### INPUT ###

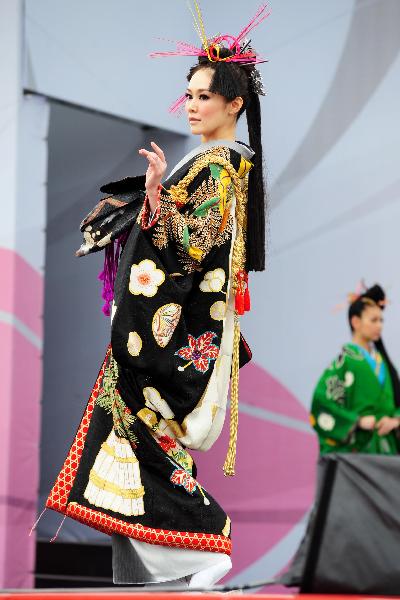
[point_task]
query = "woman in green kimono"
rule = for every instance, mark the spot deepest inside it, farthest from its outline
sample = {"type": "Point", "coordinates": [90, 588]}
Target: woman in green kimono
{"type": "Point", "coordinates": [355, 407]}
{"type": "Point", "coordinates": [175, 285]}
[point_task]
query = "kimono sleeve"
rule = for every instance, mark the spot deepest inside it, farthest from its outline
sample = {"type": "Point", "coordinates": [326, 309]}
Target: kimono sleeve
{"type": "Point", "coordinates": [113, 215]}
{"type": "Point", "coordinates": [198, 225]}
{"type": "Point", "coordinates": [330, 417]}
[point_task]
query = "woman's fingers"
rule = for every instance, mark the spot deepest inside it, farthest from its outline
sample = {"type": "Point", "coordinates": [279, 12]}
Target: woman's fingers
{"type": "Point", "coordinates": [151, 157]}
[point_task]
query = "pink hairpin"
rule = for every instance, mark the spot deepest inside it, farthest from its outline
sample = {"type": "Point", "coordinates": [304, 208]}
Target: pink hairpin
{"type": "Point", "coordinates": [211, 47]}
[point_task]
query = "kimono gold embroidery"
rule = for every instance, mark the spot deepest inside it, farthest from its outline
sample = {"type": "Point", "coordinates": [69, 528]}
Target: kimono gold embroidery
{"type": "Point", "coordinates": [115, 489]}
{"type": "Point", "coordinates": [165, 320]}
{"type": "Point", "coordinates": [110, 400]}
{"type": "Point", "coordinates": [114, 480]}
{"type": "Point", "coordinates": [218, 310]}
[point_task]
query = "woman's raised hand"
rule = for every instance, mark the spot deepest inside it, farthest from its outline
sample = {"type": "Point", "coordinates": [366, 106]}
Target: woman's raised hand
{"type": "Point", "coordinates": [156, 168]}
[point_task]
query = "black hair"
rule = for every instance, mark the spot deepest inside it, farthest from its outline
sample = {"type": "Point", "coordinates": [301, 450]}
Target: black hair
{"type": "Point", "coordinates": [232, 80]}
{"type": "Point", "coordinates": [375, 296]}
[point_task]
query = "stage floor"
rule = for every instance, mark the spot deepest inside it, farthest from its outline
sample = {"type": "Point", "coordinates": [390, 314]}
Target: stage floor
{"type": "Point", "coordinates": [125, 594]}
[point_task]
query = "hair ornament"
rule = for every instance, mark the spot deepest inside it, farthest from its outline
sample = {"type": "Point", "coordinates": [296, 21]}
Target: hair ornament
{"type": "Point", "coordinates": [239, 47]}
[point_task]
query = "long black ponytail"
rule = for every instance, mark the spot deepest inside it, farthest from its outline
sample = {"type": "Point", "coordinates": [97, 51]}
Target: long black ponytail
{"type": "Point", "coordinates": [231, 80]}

###
### INPUT ###

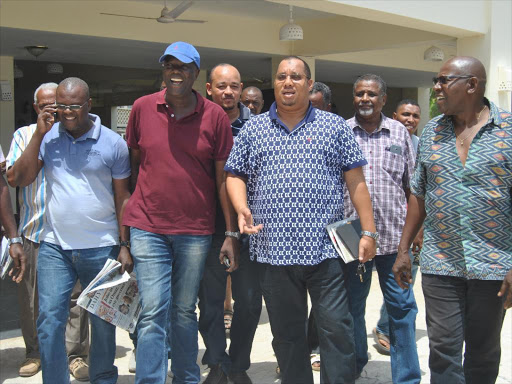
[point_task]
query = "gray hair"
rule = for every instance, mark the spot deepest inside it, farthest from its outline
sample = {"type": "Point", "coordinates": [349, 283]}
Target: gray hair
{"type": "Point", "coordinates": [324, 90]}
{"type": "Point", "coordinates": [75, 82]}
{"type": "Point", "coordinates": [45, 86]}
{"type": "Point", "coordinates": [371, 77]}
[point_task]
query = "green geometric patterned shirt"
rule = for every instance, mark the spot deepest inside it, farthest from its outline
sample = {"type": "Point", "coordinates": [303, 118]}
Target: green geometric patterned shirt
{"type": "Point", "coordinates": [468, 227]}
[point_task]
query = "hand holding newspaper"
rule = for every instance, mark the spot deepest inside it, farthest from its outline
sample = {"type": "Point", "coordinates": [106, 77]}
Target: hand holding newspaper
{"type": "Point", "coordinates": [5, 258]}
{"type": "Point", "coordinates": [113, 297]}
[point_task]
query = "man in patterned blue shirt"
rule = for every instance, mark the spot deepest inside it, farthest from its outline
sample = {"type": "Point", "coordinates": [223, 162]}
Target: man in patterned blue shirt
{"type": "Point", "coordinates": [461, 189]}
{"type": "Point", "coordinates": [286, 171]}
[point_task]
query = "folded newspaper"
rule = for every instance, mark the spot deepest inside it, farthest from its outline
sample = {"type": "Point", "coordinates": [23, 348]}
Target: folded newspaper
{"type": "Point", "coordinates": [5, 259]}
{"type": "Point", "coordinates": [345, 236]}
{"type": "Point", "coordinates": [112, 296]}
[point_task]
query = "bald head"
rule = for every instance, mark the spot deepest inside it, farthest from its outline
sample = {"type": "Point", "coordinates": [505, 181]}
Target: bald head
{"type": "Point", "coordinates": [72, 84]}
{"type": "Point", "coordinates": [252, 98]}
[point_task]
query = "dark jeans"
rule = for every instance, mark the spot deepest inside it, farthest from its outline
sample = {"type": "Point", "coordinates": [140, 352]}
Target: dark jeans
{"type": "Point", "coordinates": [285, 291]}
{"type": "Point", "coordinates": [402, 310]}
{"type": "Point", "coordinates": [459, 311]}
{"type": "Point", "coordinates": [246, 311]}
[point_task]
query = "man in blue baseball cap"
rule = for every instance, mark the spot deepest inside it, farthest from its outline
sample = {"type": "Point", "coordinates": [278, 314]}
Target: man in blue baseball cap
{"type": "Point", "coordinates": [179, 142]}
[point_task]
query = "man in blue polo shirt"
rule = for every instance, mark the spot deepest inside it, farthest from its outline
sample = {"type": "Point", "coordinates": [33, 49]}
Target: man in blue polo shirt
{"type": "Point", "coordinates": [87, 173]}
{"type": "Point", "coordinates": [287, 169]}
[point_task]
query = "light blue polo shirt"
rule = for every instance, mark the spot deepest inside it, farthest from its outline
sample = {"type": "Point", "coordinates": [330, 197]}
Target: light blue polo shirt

###

Report how many lines in the data contain the word "light", with no words besides the number.

**YOUR RESPONSE:** 2